§ **Document passage**
BEGIN
Every time he asked a
question, a group of students in the back row shouted out the answer
in unison. Bagley dubbed them The Peanut Gallery. They were usually
right. The eighth-graders have been studying Lewis and Clark, but
Andrew Jepson said about three-quarters of the information was new
to him.
“I thought it was pretty cool,” he said as he waited
his turn to handle furs, snakeskin samples and a piece of
maple.
Bagley, who is from Cottage Grove, told the students
the Guard gives the presentations because Lewis and Clark were on a
military expedition. He explained the history, including the
politics of the day, and then he told the students about Lewis’
training.
Lewis had to learn about botany, animals,
ethnography and medicine.
Unfortunately, the medicine he took
on the journey was Dr. Rush’s Thunderbolt. The potion was described
as a wonder drug at the time. It consisted of calamine, chlorine,
mercury and opium derivatives.
![Photo by JON AUSTRIA/ N-R staff photo]()
 Oregon National Guard Capt.
Erin Bagley, left, tells a story with the help of
eighth-grader Taylor Fry about the time Meriwether Lewis was
mistaken for an elk and accidentally shot by a near-blind man
under his command. JON AUSTRIA /
N-R staff photo
| Despite food poisoning, thick mosquitoes, freezing
temperatures, sometimes unfriendly encounters with American Indian
tribes and bear attacks, only one of the expedition members lost his
life. That was due to appendicitis.
Chayse Jackson said he
knew a little about Lewis and Clark, but he learned a lot
Wednesday.
END
§ **Available data**
BEGIN
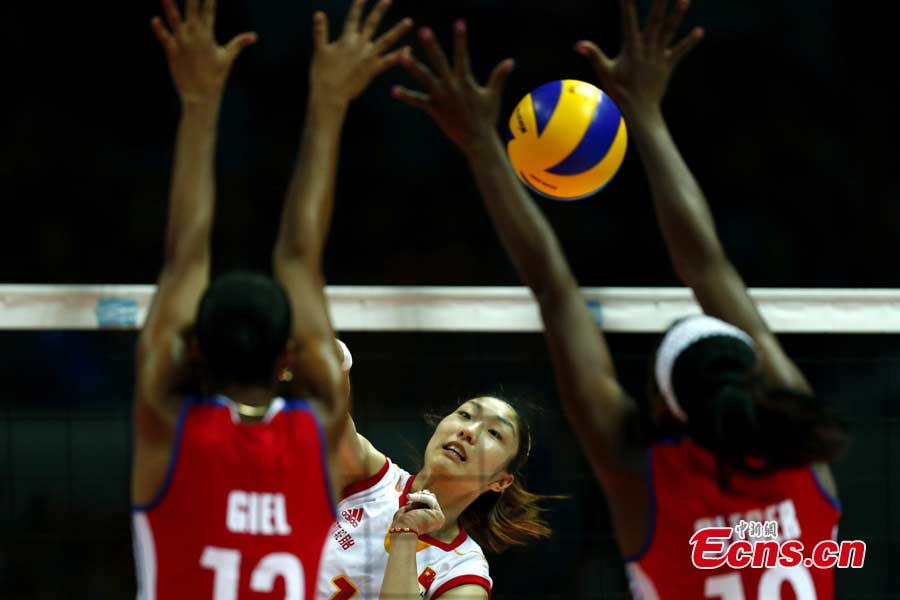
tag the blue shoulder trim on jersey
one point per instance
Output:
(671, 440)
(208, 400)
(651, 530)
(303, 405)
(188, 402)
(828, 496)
END
BEGIN
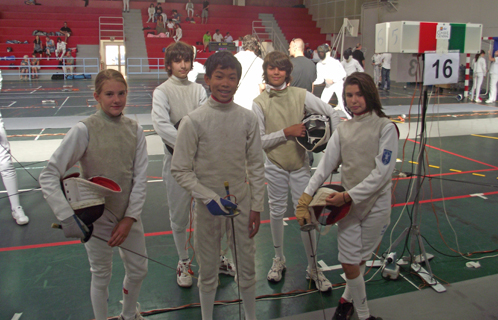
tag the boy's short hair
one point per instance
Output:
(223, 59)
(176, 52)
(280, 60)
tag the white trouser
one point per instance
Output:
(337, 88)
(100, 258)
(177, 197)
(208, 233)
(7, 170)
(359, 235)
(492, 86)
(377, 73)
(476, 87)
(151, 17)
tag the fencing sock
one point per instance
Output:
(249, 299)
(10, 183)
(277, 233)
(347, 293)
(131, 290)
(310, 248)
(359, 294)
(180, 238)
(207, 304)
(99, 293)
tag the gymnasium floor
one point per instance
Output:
END
BEGIN
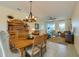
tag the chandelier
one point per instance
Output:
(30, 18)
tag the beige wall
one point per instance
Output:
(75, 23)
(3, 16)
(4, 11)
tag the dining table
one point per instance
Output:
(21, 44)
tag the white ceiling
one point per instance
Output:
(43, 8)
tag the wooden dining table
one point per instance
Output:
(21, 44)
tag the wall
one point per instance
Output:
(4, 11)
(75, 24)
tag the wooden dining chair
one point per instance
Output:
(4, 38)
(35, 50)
END
§ **Required actions**
1. In the article about the Lewis and Clark presentation, rewrite the paragraph beginning "Bagley, who is from Cottage Grove" more briefly, keeping its main facts.
2. Reproduce the part of the article about the Lewis and Clark presentation from "Bagley, who is" to "ethnography and medicine.".

§ **Answers to the exercise**
1. Bagley, from Cottage Grove, said the Guard gives these presentations because Lewis and Clark were on a military expedition. He covered the history, including the politics of the time, and then described Lewis' training.

2.
Bagley, who is from Cottage Grove, told the students
the Guard gives the presentations because Lewis and Clark were on a
military expedition. He explained the history, including the
politics of the day, and then he told the students about Lewis’
training.
Lewis had to learn about botany, animals,
ethnography and medicine.